What you are asked to do. From the entries, copy each line that includes "target".
== Supplied material ==
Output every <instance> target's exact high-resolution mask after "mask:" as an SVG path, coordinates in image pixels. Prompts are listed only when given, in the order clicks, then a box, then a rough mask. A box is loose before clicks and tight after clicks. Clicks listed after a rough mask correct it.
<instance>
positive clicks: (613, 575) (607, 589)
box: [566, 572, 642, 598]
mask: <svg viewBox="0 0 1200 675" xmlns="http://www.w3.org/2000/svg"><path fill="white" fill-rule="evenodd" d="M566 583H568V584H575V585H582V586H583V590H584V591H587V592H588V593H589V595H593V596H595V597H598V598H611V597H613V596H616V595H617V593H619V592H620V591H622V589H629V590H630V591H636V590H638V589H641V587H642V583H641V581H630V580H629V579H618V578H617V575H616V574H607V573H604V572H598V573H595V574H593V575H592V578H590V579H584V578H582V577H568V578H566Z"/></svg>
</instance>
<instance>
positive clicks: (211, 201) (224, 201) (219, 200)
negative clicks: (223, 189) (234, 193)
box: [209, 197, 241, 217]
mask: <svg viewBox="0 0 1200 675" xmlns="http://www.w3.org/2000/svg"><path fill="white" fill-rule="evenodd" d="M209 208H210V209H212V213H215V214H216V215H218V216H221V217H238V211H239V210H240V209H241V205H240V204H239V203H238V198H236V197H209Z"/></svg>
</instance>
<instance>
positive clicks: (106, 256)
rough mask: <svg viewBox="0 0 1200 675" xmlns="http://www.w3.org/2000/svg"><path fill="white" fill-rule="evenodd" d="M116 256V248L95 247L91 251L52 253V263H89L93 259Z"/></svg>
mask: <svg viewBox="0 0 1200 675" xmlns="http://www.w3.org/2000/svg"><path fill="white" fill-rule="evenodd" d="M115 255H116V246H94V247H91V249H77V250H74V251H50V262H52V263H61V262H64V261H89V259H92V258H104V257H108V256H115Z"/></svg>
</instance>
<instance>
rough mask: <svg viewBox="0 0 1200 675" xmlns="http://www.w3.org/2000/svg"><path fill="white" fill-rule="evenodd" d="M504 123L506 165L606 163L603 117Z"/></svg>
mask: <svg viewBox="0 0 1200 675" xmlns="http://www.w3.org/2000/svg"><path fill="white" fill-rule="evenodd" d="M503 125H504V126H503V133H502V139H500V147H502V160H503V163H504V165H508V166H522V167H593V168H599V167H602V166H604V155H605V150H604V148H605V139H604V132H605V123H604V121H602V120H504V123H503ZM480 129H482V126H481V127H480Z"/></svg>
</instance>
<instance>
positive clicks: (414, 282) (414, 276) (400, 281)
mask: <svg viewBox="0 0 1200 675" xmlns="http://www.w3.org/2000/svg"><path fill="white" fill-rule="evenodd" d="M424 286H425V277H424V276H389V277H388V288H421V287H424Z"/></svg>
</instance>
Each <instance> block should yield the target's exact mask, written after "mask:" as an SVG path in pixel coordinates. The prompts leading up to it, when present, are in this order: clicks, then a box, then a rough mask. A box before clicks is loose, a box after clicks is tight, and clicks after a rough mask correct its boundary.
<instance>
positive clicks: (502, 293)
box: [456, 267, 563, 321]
===
Result of the task.
Output every <instance> target's exact high-resolution mask after "mask:" as an SVG path, coordinates in image pixels. Prompts are listed only when given, in the order clicks, then a box, then a rough mask. A box is loose before clicks and tight after clicks. Clicks listed after a rough mask correct it.
Each <instance> block should yield the target's exact mask, written after "mask:" as an SVG path in pixel coordinates. The prompts leading up to it, when present, are in this order: clicks, then a box, then a rough mask. A box before clicks is loose, a box after clicks is tight, and clicks after a rough mask correct its boundary.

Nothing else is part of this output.